▸ **WORK ORDER A**
Decide whether each statement agrees with the passage about Fonkoze below. Answer yes or no for each, and quote the words from the passage that decide it. (i) Fonkoze looked globally to see what other MFIs were doing to reach the extreme poor. (ii) The ADB newsletter article identifies two camps of thought on microfinance for the poorest of the poor. (iii) The first camp holds that the poorest can be reached with financial services on a sustainable basis.
▸ **WORK ORDER B**
Carry on the passage about Fonkoze and microfinance for the poorest from where it stops.

▸ **EXCERPTED TEXT**

Last year, however, Fonkoze recognized that about half of those
matriculating from "ti kredi" to mainstream microfinance were dropping out. Confounded, Fonkoze
looked globally to see what other MFIs were doing to reach the extreme poor, an issue that the
larger MFI community is currently grappling with. For example, the lead article in March 2004 issue of the
Asian Development Bank (ADB) newsletter Focal
Point for Microfinance identifies three camps of thought on how to address microfinance to the
poorest of the poor.
"The first camp rejects the hypothesis that the poorest can be
reached with financial services on a sustainable basis," writes Nimal Fernando, ADB lead rural
finance specialist. "The second camp advocates that the poorest of the poor can be reached not
only on a sustainable basis but also on a large scale."

▸ **COLLECTED DATA**
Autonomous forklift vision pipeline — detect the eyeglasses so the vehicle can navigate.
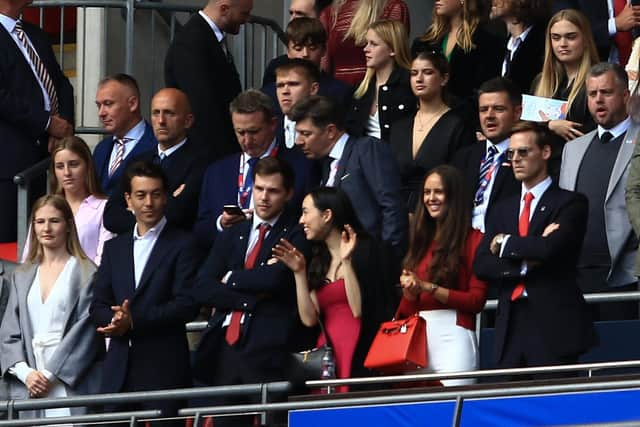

▸ **ANSWER AREA A**
(i) Yes: "looked globally to see what other MFIs were doing to reach the extreme poor"
(ii) No: "identifies three camps of thought"
(iii) No: "The first camp rejects the hypothesis that the poorest can be reached with financial services on a sustainable basis"

▸ **ANSWER AREA B**
"The third camp recognizes that
the potential for reaching the poorest on a sustainable and a large-scale basis is limited but that
the search for innovative approaches to expand the outreach to the poorest must be continued," he
continues.
Aspiring toward the second camp of thought, Fonkoze convened a summit on the issue a year ago this
month, gathering four preeminent experts from Asia, Africa, and the Americas including Rabeya
Yasmin of the Bangladesh Rural Advancement Committee (BRAC). When Dr. Farmer of Zanmi Lasante asked on the summit's
first day, "How do you ask poor women who are sick or just recovering from sickness to go out and
succeed in a faltering economy," Ms. Yasmin's response framed the rest of the proceedings.
"You cannot--not with microcredit alone," Ms. Yasmin stated. "They need far more than that,
but we do know what they need."
The summit resulted in a Fonkoze adopting the BRAC model
for providing microfinance to the extreme poor by coupling close case supervision with five basic
sets of services, including enterprise development training, social development, healthcare,
short-term living allowances, and transfer of assets needed to start businesses.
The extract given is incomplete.